- Work request
In the listing below, start your output at the line with "x=191, y=246" and end it after the line with "x=141, y=123", copying every line exactly.
___ Data supplied ___
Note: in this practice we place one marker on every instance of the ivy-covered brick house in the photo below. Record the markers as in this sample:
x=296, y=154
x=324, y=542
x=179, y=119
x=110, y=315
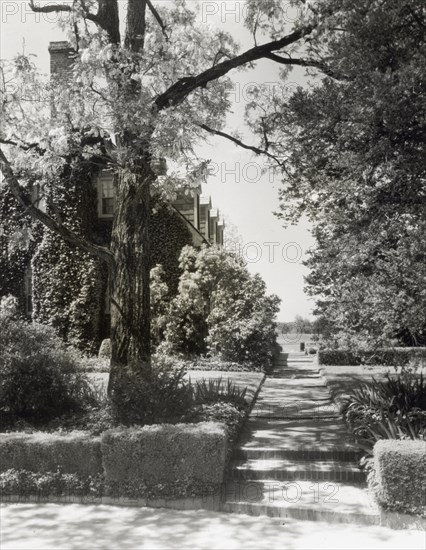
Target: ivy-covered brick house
x=60, y=285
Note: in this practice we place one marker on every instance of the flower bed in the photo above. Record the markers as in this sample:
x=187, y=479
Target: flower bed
x=387, y=357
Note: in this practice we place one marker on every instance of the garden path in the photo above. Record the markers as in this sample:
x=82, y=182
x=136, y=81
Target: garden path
x=296, y=458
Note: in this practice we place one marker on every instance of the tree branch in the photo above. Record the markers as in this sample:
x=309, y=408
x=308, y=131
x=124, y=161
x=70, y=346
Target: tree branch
x=183, y=87
x=238, y=142
x=55, y=226
x=157, y=17
x=303, y=63
x=50, y=8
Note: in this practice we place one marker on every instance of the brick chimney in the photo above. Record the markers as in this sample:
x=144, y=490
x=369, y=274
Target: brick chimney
x=61, y=60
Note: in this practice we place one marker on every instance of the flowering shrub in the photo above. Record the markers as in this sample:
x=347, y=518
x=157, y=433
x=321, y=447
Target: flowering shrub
x=393, y=409
x=39, y=377
x=221, y=309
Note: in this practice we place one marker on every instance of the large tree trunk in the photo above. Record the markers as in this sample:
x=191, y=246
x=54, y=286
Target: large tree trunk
x=130, y=280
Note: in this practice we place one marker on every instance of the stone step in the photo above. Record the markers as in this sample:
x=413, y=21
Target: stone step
x=265, y=432
x=304, y=500
x=295, y=410
x=280, y=383
x=319, y=452
x=290, y=470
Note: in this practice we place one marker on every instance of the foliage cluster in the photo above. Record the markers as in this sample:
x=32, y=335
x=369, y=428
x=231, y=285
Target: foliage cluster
x=220, y=309
x=391, y=409
x=39, y=377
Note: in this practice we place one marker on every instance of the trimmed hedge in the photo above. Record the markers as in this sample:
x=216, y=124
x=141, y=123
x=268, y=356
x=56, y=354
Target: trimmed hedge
x=387, y=357
x=167, y=461
x=399, y=474
x=73, y=453
x=158, y=457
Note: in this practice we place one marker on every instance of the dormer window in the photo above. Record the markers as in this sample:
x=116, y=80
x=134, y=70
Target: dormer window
x=105, y=194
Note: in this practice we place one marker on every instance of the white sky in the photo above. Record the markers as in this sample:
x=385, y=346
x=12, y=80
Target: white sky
x=244, y=197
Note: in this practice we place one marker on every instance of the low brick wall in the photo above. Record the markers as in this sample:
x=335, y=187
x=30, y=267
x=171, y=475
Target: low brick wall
x=388, y=357
x=399, y=475
x=74, y=452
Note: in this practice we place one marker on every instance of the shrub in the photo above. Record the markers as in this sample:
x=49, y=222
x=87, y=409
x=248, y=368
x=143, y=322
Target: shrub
x=214, y=391
x=399, y=475
x=39, y=377
x=221, y=309
x=215, y=363
x=149, y=397
x=165, y=459
x=74, y=452
x=386, y=357
x=393, y=409
x=105, y=349
x=48, y=484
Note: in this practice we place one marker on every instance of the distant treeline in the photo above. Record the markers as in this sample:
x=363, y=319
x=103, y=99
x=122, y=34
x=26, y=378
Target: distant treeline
x=303, y=325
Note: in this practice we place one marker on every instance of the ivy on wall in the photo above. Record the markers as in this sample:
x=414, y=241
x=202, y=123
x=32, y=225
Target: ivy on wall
x=18, y=239
x=169, y=234
x=69, y=286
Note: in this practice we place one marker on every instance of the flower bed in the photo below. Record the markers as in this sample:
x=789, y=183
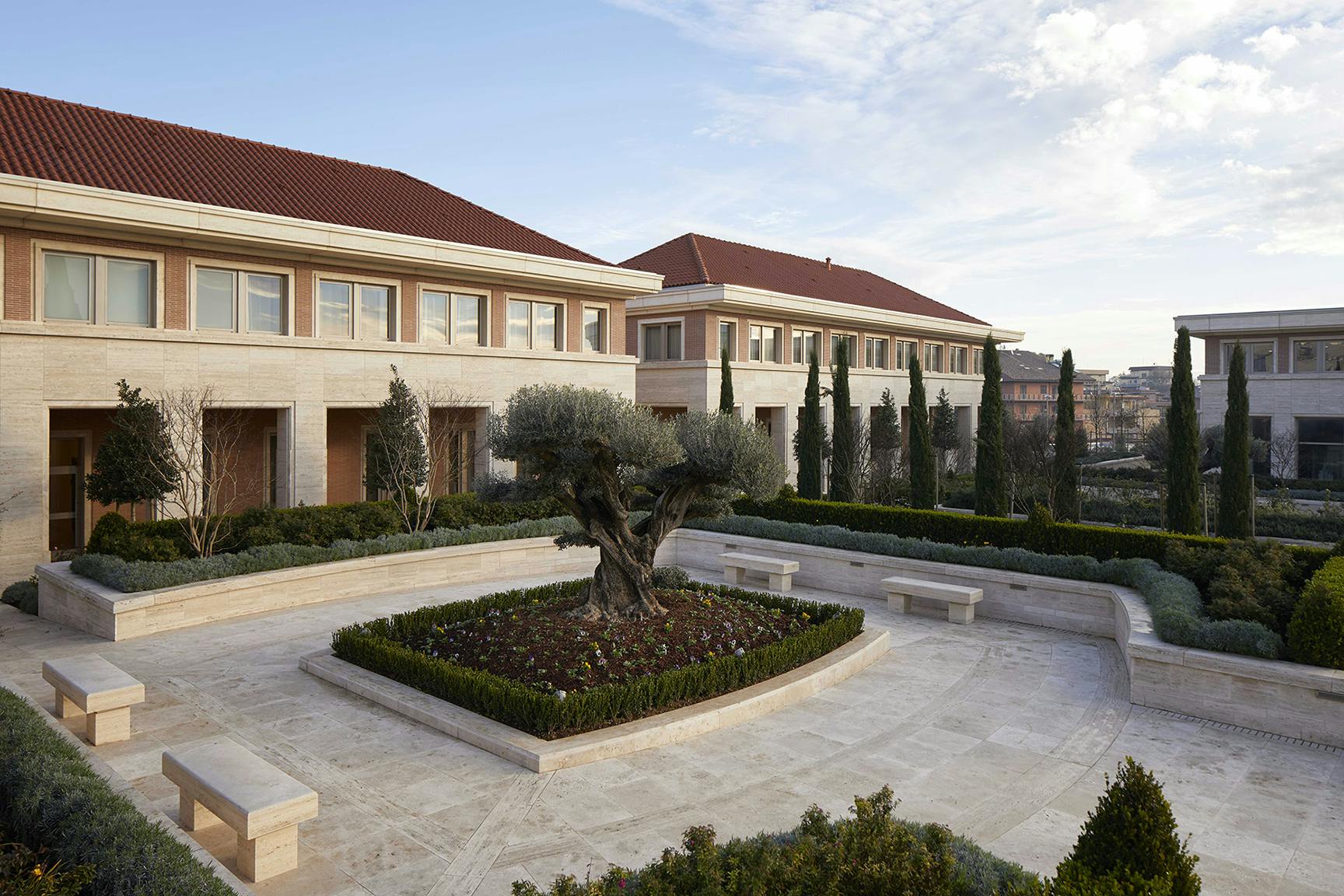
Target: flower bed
x=642, y=681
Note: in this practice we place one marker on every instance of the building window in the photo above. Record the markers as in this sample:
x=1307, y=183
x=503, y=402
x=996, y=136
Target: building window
x=92, y=288
x=1260, y=356
x=729, y=340
x=662, y=341
x=851, y=345
x=933, y=358
x=875, y=352
x=764, y=345
x=241, y=301
x=1320, y=448
x=534, y=325
x=1316, y=356
x=452, y=317
x=805, y=345
x=594, y=330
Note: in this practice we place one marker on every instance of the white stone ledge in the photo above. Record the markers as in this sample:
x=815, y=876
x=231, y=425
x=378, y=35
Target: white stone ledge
x=618, y=740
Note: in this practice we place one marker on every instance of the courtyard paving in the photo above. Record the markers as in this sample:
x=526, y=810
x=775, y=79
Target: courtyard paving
x=1000, y=731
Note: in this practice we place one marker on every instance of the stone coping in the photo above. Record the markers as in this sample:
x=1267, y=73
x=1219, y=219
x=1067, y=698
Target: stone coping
x=642, y=733
x=123, y=787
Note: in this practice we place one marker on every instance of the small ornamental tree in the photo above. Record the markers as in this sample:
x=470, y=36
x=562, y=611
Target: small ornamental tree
x=1066, y=449
x=1234, y=485
x=1183, y=448
x=1129, y=840
x=922, y=465
x=590, y=450
x=842, y=428
x=726, y=404
x=886, y=450
x=991, y=482
x=945, y=437
x=121, y=473
x=808, y=443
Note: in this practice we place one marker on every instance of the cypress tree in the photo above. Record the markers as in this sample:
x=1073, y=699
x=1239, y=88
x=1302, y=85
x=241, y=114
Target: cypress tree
x=808, y=443
x=991, y=484
x=842, y=428
x=725, y=384
x=1234, y=488
x=1066, y=449
x=1183, y=443
x=922, y=467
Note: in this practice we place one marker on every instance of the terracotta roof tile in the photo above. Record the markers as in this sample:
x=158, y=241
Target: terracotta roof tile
x=74, y=144
x=702, y=260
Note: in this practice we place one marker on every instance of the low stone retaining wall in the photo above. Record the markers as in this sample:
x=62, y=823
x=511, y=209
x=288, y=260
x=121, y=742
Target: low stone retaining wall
x=89, y=606
x=1279, y=698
___
- Exercise response
x=191, y=246
x=54, y=286
Target: large tree trunk
x=130, y=280
Note: in this practice we place one marker on every instance of the stone step in the photo above. Record the markers as in this sample:
x=413, y=21
Target: stone step
x=265, y=432
x=304, y=500
x=295, y=410
x=280, y=383
x=319, y=452
x=290, y=470
Note: in this practice we place one marker on every instance of the foliage cluster in the photo above. Record the markers as in this sample:
x=32, y=335
x=369, y=428
x=231, y=285
Target: foliage cluster
x=220, y=309
x=391, y=409
x=39, y=377
Note: in this practice we place one marker on every instance of the trimmed hedge in the photo above. Record the markers as in this sample:
x=216, y=124
x=141, y=123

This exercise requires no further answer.